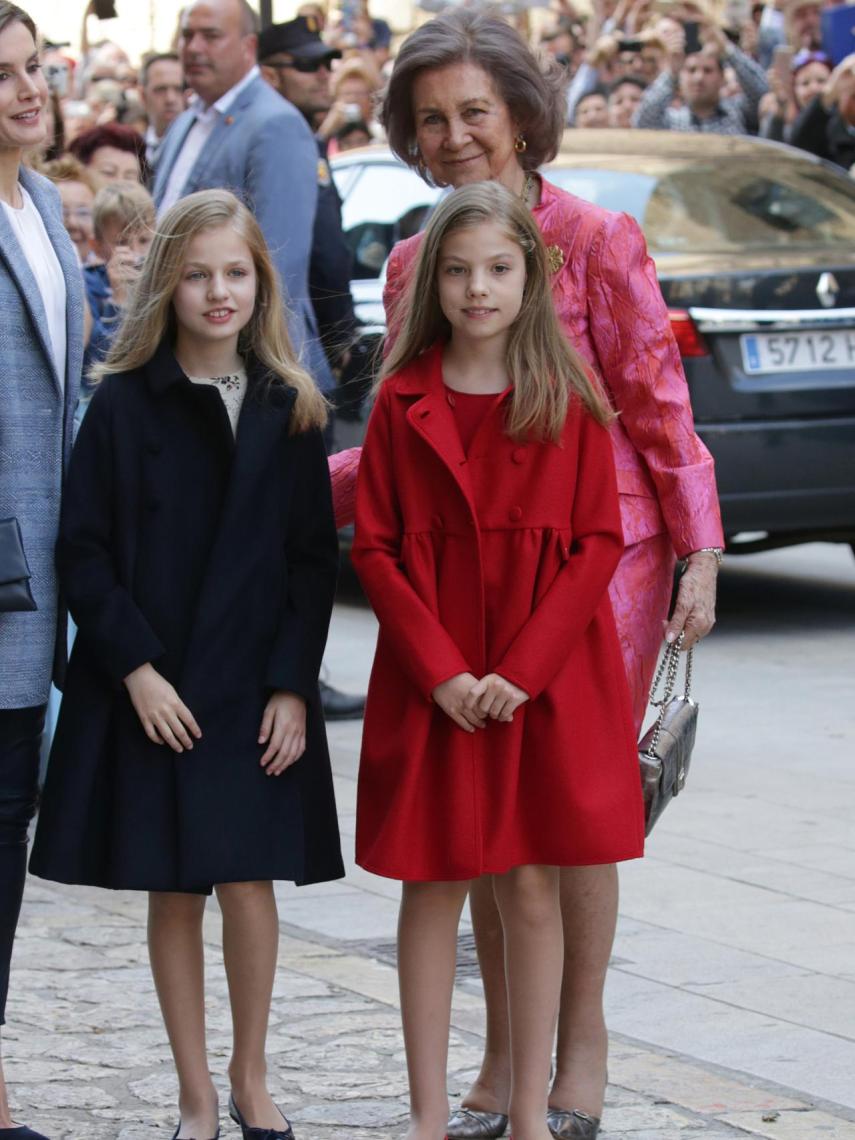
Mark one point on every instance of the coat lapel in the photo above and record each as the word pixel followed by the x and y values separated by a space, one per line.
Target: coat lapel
pixel 170 149
pixel 23 277
pixel 265 418
pixel 432 418
pixel 226 125
pixel 73 278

### Exercise objective
Quote the data above word for word, leaving out the pictures.

### Complete response
Mark one point on every instance of the coat lapel in the photo above and record each as the word pixel followed by the x and y values separated by a space, one per line.
Target: coat lapel
pixel 170 149
pixel 23 277
pixel 265 418
pixel 432 418
pixel 226 125
pixel 73 278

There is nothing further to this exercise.